───── Materials provided

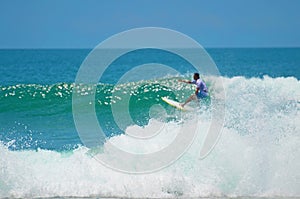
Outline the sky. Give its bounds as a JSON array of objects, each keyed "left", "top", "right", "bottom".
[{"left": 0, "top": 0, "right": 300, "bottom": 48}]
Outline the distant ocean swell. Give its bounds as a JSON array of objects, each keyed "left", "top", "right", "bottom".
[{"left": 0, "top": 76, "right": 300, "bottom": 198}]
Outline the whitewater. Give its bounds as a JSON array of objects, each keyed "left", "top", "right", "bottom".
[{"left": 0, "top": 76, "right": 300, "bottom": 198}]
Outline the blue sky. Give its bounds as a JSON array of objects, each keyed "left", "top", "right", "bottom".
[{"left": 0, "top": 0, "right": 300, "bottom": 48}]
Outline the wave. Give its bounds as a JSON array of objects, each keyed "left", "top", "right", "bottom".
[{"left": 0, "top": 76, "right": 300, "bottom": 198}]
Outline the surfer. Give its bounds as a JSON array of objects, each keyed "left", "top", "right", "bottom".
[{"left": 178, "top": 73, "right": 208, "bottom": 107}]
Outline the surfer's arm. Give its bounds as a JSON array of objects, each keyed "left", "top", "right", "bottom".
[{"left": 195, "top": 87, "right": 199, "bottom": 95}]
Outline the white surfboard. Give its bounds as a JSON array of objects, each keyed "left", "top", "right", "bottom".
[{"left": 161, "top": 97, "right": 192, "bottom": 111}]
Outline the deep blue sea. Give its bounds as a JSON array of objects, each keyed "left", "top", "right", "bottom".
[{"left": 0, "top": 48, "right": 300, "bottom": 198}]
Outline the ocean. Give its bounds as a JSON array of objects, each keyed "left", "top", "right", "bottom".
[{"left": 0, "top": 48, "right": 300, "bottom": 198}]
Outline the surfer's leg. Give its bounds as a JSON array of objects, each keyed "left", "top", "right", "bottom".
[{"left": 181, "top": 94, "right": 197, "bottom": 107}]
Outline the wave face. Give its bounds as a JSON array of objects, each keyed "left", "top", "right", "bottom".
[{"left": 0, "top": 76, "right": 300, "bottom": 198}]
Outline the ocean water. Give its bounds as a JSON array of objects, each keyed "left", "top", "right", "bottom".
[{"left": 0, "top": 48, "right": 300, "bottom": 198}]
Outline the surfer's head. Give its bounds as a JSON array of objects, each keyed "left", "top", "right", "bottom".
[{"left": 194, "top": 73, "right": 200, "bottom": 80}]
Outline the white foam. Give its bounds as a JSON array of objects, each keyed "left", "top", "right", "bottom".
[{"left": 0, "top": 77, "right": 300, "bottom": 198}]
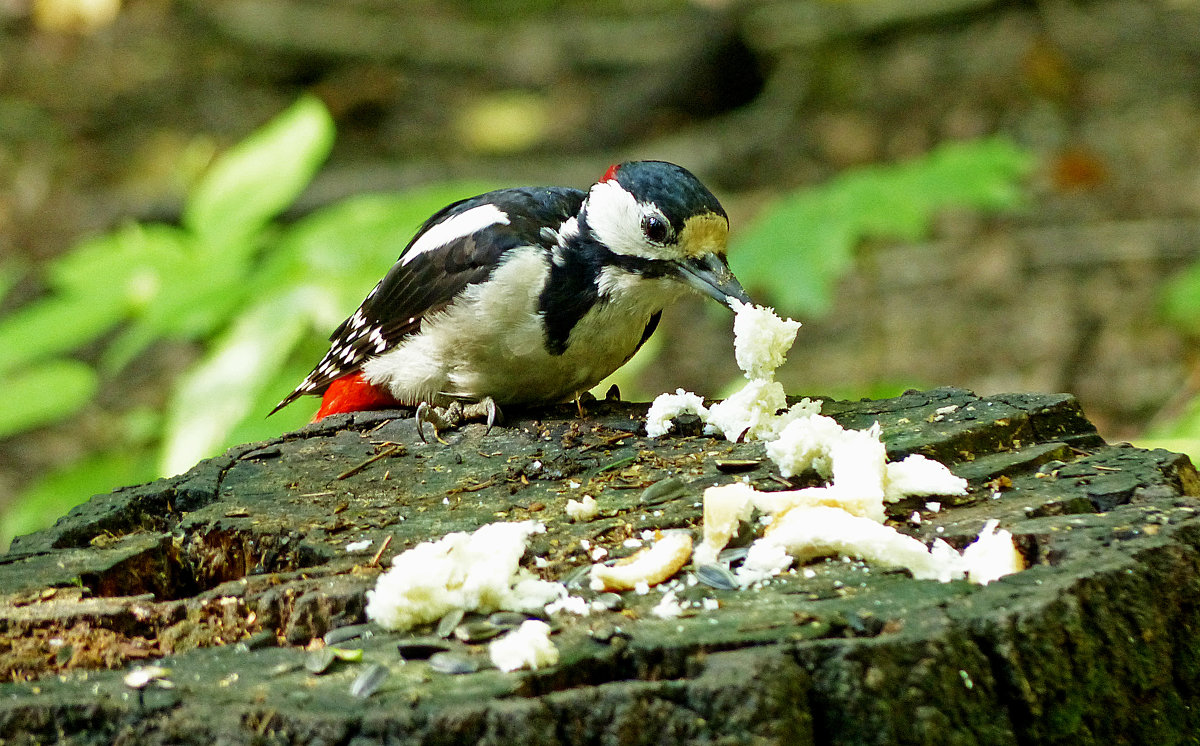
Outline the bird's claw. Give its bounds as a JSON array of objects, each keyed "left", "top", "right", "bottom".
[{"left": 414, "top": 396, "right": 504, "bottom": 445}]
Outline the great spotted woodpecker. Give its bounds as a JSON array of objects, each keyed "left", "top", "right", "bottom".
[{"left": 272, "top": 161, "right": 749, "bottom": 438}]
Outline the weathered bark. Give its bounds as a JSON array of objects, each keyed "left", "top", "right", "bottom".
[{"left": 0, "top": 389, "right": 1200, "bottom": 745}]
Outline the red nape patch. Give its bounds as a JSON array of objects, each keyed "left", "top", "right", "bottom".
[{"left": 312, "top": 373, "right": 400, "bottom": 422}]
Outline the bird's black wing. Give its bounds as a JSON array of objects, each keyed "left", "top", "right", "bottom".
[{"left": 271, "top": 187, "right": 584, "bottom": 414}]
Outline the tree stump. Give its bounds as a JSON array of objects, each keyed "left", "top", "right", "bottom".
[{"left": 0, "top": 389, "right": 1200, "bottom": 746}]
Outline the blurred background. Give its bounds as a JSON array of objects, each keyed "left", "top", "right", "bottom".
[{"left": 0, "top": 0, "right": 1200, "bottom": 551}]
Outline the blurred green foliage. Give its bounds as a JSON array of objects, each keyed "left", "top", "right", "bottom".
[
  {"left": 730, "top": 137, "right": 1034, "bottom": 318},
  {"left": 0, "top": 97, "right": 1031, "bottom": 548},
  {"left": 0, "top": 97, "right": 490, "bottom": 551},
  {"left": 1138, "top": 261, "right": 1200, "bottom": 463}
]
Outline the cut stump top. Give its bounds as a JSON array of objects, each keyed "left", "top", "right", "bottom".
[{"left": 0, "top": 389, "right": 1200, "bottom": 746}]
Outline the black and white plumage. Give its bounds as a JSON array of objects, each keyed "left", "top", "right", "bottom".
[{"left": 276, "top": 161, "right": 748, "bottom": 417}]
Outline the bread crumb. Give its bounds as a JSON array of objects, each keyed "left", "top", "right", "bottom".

──────────

What is needed: How many lines of the records contain the string "blurred"? Case counts. Give only the number.

Worked answer: 2